[ИСХОДНЫЙ ТЕКСТ]:
╔══

В мою задачу не входит — заглядывать «за кулисы» всех этих сложных эффектов и следить, как эволюционировала эта часть сценической техники Художественного театра, как изощрялся и осложнялся весь этот аппарат; да и не вооружен я для такого специального рассказа. Но было бы неоправданным пробелом — не отметить, что и эта сторона дела имела свою большую историю. На это было затрачено очень много внимания, труда, выдумки, изощренности. Результаты оправдали такую затрату сил. Художественный театр добился целого ряда таких эффектов, которые раньше были для сцены недостижимы, во всяком случае, недостижимы в такой высокой степени. Особенно было так по части эффектов света, которым Художественный театр наиболее дорожил, верно оценивая его могучую, почти неограниченную сценическую силу, распоряжался им с небывалым мастерством, подчиняя себе этого волшебника.

╚══

[ФРАГМЕНТЫ ДАННЫХ]:
╔══

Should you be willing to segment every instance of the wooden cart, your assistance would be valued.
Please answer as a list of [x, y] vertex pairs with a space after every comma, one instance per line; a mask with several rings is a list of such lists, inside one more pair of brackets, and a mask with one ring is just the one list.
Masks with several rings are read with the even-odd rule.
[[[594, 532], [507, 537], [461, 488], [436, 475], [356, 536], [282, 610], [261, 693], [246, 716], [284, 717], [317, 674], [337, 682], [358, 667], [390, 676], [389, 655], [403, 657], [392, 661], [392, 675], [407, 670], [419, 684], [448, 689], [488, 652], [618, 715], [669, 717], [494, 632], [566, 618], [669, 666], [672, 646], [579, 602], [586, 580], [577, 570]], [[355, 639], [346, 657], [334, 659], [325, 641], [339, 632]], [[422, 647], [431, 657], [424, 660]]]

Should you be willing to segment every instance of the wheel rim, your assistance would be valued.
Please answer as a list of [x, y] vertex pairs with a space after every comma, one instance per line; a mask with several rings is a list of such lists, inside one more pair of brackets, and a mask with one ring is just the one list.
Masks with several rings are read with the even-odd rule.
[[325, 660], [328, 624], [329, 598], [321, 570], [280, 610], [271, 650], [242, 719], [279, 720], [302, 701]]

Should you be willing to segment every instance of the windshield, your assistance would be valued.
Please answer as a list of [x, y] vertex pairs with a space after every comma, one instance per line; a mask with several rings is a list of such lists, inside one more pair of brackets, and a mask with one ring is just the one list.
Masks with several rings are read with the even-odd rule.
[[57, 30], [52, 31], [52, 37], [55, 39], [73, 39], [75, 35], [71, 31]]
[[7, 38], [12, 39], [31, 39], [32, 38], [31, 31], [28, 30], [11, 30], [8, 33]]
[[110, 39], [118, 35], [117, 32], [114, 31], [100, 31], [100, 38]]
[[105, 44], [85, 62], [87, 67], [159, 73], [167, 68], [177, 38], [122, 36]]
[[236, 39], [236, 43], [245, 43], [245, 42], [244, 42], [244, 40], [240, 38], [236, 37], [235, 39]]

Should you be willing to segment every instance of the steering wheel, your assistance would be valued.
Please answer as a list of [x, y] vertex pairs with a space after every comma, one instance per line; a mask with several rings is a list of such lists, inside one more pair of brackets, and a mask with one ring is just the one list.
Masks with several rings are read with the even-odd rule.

╚══

[ЗАДАНИЯ]:
A - Какими эффектами Художественный театр дорожил больше всего, согласно отрывку о сценической технике Художественного театра?
B - Перепечатайте из отрывка о сценической технике Художественного театра фрагмент от «В мою задачу» до «себе этого волшебника.».

[ОТВЕТЫ ПО ПОРЯДКУ]:
A - Эффектами света.

B -
В мою задачу не входит — заглядывать «за кулисы» всех этих сложных эффектов и следить, как эволюционировала эта часть сценической техники Художественного театра, как изощрялся и осложнялся весь этот аппарат; да и не вооружен я для такого специального рассказа. Но было бы неоправданным пробелом — не отметить, что и эта сторона дела имела свою большую историю. На это было затрачено очень много внимания, труда, выдумки, изощренности. Результаты оправдали такую затрату сил. Художественный театр добился целого ряда таких эффектов, которые раньше были для сцены недостижимы, во всяком случае, недостижимы в такой высокой степени. Особенно было так по части эффектов света, которым Художественный театр наиболее дорожил, верно оценивая его могучую, почти неограниченную сценическую силу, распоряжался им с небывалым мастерством, подчиняя себе этого волшебника.